##### RECORDS FOR THIS TASK #####

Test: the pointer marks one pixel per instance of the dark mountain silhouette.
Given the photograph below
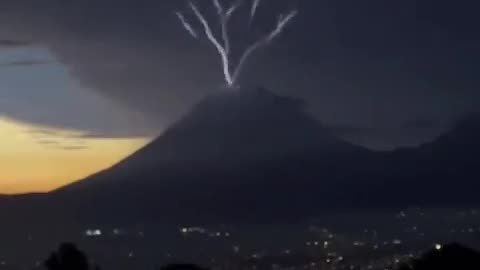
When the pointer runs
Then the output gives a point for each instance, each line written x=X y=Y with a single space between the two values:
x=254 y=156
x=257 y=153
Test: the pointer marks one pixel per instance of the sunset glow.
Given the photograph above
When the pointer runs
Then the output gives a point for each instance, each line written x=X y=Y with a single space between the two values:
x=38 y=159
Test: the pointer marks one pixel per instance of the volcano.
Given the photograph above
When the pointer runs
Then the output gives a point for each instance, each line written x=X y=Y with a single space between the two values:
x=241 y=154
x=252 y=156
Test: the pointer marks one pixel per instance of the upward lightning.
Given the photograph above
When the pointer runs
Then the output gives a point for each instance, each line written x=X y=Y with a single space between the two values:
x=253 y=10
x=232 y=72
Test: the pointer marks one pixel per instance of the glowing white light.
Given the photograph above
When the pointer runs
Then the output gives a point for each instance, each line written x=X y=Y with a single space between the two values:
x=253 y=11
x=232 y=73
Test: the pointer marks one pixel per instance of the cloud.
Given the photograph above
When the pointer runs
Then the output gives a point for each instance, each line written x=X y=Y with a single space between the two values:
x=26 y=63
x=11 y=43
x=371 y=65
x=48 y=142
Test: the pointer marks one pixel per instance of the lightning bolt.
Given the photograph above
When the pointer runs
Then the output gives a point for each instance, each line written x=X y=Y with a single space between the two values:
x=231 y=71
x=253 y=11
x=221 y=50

#####

DIRECTIONS FOR THIS TASK: The required output is the listing above reproduced exactly, pictures removed.

ANSWER SPACE:
Test: the pointer marks one pixel per instance of the dark mountain silhouette.
Given the photograph below
When the pointer runs
Then the output gives a point for each instance, each line written x=X y=Y with a single space between the two values:
x=254 y=156
x=257 y=153
Test: the pointer marks one pixel per instance of the sunset glow.
Given the photograph above
When the pointer runs
Then the output gives a point for each instance, each line written x=X y=Y with a single space between the two values:
x=38 y=159
Test: the pointer marks one pixel per instance of the volcano.
Given the photograph above
When the pointer runs
Then the output gives a point for each instance, each line written x=X y=Y with a single space between the two values:
x=241 y=154
x=252 y=156
Test: the pointer marks one pixel per instance of the upward lightning.
Given the photograph above
When the pointer runs
Then the output gives a point for each instance, each line written x=X y=Y with a single space between the two values:
x=253 y=10
x=232 y=72
Test: the pointer marks one pixel per instance of the glowing white light.
Given the photograph above
When the pointer runs
Then the output gives a point for each instance, each line written x=X y=Y with a single space between the two values:
x=253 y=11
x=232 y=73
Test: the pointer marks one pixel per instance of the cloud.
Given the photograph above
When the pointer runs
Then the output gives a point for each instance, each line written x=X y=Y with a single space between the two values:
x=26 y=63
x=11 y=43
x=371 y=65
x=48 y=142
Test: the pointer marks one pixel per instance of the lightning bolt.
Given the photograph above
When the pointer runs
Then the output gives a point for each instance, each line written x=X y=Y with a single space between the two values:
x=231 y=71
x=253 y=11
x=221 y=50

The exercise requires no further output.